**Page**

◆ ◆ ◆ ◆ ◆

It is generally accepted that a continuous comparison of WIM readings with their linked counterparts from a well-calibrated static scale is the best method of calibrating a WIM system. The method is available for WIM systems that are used in combination with static weighbridges to pre-select potentially overloaded trucks. Although this method, which will be referred to as the Weighbridge-Linked method, is invaluable for WIM research, the practical application thereof is limited.
DEVELOPMENT HISTORY OF THE TRUCK TRACTOR METHOD
The author developed a post-calibration method for WIM data, called the Truck Tractor (TT) method. It uses recorded axle loads to calculate a calibration factor, kTT, which is then applied to collected WIM data in retrospect. Its primary objective is the calibration of WIM data, taking cognisance of the needs and concerns of WIM practitioners, but in addition it incorporates a series of data quality checks. The TT method is robust, accurate and adequately simple for use on a routine basis for a wide variety of South African WIM systems.
The development of the TT method took place primarily over the past two to three years. During 2007, the author investigated several methods for predicting the average front axle load at any particular WIM with consideration of load transfer away from the steering axle, also referred to as the "rearing effect". One such method proved to be adequately viable for further evaluation and it became known as the FTR (Front-axle Truck-tractor Ratio) method (De Wet & Slavik 2008).
In August 2008, BKS (Pty) Ltd offered the FTR method to SANRAL to be considered as a post-calibration method for WIM data. Further refinements were made in 2008 as part of the revision of the South African Mechanistic Pavement Design Method and the calibration method then became known as the Truck Tractor method (De Wet 2008). The TT method and the FTR method are directly related.

◆ ◆ ◆ ◆ ◆

**Recorded information**
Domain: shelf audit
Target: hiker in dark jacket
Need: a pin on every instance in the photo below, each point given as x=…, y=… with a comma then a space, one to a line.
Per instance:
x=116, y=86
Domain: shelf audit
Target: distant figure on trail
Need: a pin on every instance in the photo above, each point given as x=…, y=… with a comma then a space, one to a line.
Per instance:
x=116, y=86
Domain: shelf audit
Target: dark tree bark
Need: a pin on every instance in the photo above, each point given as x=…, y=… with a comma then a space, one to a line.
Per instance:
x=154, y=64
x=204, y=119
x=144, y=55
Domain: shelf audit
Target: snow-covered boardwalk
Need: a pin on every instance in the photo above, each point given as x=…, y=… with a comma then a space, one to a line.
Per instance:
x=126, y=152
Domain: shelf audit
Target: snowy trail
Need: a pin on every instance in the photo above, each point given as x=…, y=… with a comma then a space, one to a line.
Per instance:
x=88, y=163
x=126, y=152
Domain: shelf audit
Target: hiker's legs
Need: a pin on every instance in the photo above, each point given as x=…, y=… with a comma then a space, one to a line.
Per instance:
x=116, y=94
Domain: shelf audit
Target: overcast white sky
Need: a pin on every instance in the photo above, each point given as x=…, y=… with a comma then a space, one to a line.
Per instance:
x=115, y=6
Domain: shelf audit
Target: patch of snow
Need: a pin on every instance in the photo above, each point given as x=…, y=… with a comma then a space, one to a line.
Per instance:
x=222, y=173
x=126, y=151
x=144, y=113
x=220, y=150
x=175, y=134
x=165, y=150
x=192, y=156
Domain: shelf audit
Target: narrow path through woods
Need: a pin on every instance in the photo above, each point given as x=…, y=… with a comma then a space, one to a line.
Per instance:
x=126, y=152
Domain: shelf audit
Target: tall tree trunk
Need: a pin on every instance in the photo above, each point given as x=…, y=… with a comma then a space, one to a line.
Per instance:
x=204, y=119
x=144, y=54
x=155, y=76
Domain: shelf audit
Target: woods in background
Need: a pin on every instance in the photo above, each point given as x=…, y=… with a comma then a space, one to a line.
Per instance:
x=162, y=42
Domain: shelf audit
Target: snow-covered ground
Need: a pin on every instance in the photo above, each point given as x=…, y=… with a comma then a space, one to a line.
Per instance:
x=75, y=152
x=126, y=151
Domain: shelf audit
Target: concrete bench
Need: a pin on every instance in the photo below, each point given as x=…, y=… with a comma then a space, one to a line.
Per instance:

◆ ◆ ◆ ◆ ◆

**Exercises to complete**
**a)** Condense the paragraph in the WIM calibration text that begins "The author developed a post-calibration method" into a shorter version that keeps its main facts.
**b)** Resume the text on WIM calibration, picking up after its final sentence.

**Results for each task**
**a)** The author's Truck Tractor (TT) method calibrates WIM data after collection. It calculates a calibration factor, kTT, from recorded axle loads and applies it to the data retrospectively. The method mainly serves calibration, with practitioners' needs and concerns in mind, and it also includes a series of data quality checks. It is robust, accurate and simple enough for routine use on many South African WIM systems.

**b)**
CALIBRATION FACTOR FOR SYSTEMATIC WIM ERROR
The TT method uses a steady sub-population of six-axle and seven-axle articulated trucks with a single steering axle and double driving axles on the truck tractor, called "Eligible Trucks". These trucks conform to the following axle criteria which were first developed by the CSIR (2007) as filters for a front-axlebased data validation criterion:
Heavy vehicle with six or seven axles in total
Axle spacing of 2,9-3,9 m between 1st and 2nd axle
Axle spacing of 1,2-1,6 m between 2nd and 3rd axle
Axle spacing of 4,5-9,0 m between 3rd and 4th axle
The average axle load for Eligible Trucks typically ranges between 2,0 and 8,5 t.
It was found that the monthly average truck tractor loads for vehicles with an average axle load (for all axles on the vehicle) of between 6,5 and 8,5 t was approximately 21,8 t, with a coefficient of variation of only 1,2% (De Wet 2008). Eligible Trucks with average axle loads in the range of 6,5-8,5 t, defined as "Selected Trucks", are consequently used in the TT method to determine the calibration factor for suppressing systematic error.
The calibration factor, kTT, is determined for a WIM data file using a fully automated iterative procedure developed by Slavik (2008), and is then multiplied by all axle load measurements to produce data for which the average truck-tractor load of Selected Trucks, TTT, is equal to 21,8 t. The TT method can be used for WIMs in various operating environments and is not sensitive to the initial extent of miscalibration of a WIM, clipping of sensors owing to poor lane discipline or different extents of loading on different routes.
Table 1 summarises an evaluation of the accuracy of the calibration factor, kTT, using screening WIM data from the N4 East Toll Road for the period October 2006 to June 2008. The monthly calibration factors obtained from the TT method were compared with those from the Weighbridge-Linked method (kWL). The calibration factors produced by the TT method are accurate for a range of WIMs in appreciably different operating environments.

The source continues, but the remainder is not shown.